JOB A →
Find every line in the entries below that contains the word "window" and copy each one out in full. Case counts, so only lines matching that exact capitalization qualify.

Forensic Investigation with Graphify

Using clawft-graphify for evidence analysis, gap detection, coherence scoring, and cold case investigation.

This guide covers the forensic investigation domain of clawft-graphify: building knowledge graphs from investigative documents, detecting structural gaps in evidence, scoring case coherence, and predicting the impact of new leads.

Overview

Traditional case management stores evidence as flat files and text documents. Graphify transforms this material into a structured knowledge graph where entities (persons, events, evidence, locations) are connected by typed relationships (witnessed_by, contradicts, corroborates, precedes). This structure enables automated analysis that surfaces gaps, contradictions, and missing connections that would be difficult to spot manually.

The forensic domain is enabled with the forensic-domain feature flag:

[dependencies]
clawft-graphify = { version = "0.5", features = ["forensic-domain"] }

Forensic Entity Types

The forensic domain defines 12 entity types (plus shared File and Concept). Each entity carries a deterministic BLAKE3 ID, a label, source file reference, and arbitrary JSON metadata.

EXTRACTED INFORMATION →

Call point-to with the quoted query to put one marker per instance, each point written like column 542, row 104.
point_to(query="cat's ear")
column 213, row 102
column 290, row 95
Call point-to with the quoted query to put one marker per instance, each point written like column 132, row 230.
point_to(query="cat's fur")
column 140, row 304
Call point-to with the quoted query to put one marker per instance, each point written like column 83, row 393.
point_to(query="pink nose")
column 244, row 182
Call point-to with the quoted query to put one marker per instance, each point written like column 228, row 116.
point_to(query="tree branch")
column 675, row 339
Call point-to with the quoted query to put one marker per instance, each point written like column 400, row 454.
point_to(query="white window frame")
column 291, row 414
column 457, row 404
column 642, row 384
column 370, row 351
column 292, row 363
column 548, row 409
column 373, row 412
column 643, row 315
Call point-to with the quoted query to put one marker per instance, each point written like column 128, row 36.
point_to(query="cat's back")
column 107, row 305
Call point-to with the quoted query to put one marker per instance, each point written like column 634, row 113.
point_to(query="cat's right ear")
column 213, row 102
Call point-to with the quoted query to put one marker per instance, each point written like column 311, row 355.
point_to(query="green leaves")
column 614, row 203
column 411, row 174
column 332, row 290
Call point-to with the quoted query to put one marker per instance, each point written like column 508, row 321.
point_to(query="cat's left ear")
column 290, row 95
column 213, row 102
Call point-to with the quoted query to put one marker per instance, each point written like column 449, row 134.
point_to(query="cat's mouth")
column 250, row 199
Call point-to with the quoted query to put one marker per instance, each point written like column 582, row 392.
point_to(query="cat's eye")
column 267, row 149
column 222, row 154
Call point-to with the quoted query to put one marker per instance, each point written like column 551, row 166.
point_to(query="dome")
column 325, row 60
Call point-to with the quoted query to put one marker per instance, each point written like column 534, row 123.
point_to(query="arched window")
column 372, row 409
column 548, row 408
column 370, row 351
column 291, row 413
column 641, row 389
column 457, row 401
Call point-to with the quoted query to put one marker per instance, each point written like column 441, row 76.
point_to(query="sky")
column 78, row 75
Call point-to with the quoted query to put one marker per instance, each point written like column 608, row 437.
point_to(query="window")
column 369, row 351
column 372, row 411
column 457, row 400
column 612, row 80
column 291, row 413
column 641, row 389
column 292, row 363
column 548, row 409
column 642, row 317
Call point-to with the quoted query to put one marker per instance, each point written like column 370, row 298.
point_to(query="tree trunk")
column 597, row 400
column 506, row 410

JOB B →
Please continue the Graphify forensic guide above, starting right after its final sentence.

WRITTEN REPLY A →
point_to(query="white window frame")
point_to(query="arched window")
point_to(query="window")

WRITTEN REPLY B →
Person

Individuals relevant to the investigation: suspects, witnesses, victims, officers, experts.

Entity: "Jane Smith"
Type: Person
Source: witness_statement_003.md
Metadata: { "role": "witness", "dob": "1985-03-12" }

Event

Incidents, occurrences, or actions with temporal significance.

Entity: "Break-in at 123 Main St"
Type: Event
Source: police_report_4521.md
Metadata: { "date": "2025-11-03", "time": "02:30" }

Evidence

Physical or digital evidence items. Graphify flags evidence nodes with low connectivity as potential gaps.

Entity: "Bloodstain on doorframe"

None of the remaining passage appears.